Short exercise: Please swap "partially occluded" for "partly hidden" in the material from the line with "mark every wooden" up to and including the line with "[[477, 228, 500, 262], [401, 239, 451, 272]]", and give back only those lines with nothing else changed.

Data to process:

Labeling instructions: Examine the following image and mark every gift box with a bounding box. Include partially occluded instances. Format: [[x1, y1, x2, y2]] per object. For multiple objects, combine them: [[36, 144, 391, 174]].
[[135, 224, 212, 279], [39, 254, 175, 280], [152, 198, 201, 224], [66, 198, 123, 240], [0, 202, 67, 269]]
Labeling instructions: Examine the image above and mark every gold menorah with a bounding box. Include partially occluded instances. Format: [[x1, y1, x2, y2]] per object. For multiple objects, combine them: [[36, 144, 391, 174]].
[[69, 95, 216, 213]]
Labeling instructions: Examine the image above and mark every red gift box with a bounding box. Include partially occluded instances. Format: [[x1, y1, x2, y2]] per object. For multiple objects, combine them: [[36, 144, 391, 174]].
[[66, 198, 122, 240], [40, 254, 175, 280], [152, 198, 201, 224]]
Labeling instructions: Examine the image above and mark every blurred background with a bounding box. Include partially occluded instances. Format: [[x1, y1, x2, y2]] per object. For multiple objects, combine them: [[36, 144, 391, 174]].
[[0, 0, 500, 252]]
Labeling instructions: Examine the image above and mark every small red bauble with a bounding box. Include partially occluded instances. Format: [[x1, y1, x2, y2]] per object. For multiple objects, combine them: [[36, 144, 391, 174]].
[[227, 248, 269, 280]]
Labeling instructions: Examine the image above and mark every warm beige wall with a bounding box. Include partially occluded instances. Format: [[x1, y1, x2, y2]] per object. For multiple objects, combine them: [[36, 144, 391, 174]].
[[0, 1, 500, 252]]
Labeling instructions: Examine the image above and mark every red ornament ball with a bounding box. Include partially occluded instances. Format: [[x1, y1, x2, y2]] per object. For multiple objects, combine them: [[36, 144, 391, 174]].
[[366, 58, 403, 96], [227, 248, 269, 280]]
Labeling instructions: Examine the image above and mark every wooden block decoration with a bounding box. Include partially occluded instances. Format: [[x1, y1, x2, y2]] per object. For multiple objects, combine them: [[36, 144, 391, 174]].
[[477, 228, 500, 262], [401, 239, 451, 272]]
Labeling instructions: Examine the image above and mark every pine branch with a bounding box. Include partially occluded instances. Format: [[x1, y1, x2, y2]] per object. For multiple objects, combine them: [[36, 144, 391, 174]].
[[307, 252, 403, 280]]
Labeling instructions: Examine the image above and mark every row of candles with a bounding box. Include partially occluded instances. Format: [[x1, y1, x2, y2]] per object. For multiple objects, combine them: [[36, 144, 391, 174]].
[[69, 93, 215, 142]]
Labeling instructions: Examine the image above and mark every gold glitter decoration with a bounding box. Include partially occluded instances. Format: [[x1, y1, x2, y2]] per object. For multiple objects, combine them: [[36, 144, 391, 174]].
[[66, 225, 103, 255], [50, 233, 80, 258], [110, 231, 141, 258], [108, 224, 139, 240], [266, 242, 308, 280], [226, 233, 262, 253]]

---

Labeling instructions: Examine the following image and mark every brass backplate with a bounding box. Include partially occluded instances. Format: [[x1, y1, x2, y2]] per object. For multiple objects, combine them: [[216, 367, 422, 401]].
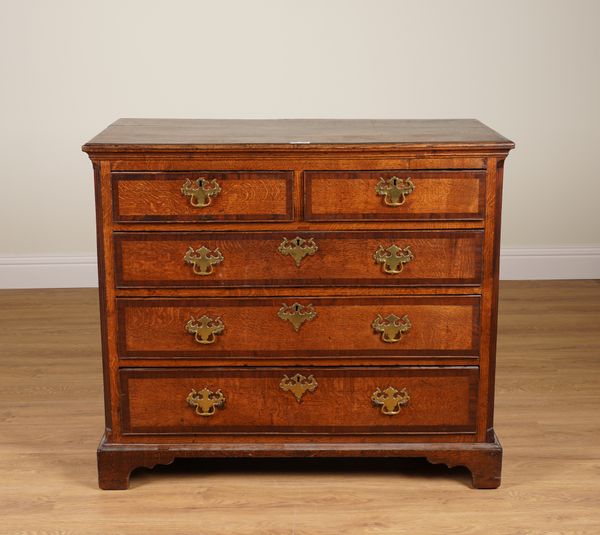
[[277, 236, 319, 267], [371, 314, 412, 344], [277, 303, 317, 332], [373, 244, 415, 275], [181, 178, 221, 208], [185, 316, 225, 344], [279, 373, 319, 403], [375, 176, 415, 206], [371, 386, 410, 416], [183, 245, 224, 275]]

...

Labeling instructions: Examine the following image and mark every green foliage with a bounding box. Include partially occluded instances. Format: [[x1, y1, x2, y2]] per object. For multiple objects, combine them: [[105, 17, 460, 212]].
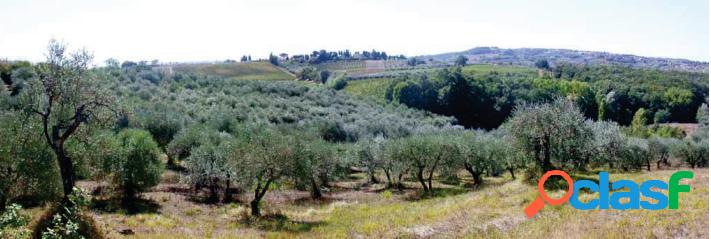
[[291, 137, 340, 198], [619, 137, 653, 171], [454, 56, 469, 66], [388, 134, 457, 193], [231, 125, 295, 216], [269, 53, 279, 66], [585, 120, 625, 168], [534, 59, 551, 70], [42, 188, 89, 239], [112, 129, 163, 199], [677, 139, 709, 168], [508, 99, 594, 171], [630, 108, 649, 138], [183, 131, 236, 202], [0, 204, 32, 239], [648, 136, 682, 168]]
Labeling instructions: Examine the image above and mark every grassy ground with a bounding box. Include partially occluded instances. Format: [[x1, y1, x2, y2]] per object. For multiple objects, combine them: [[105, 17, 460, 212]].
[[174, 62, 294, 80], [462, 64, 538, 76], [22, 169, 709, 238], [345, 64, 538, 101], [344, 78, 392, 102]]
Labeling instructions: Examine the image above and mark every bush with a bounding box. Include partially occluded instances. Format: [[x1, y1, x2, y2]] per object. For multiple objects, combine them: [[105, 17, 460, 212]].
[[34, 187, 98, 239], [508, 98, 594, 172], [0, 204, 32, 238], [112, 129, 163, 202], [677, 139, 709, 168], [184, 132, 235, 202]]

Reply to the exercise:
Labeling instructions: Examine the image above and mark every wooden block decoration with a bounding box. Include partly hidden instances. Format: [[x1, y1, x2, y2]] per object. For multiple objects, combine them: [[36, 144, 391, 174]].
[[477, 228, 500, 262], [401, 239, 451, 272]]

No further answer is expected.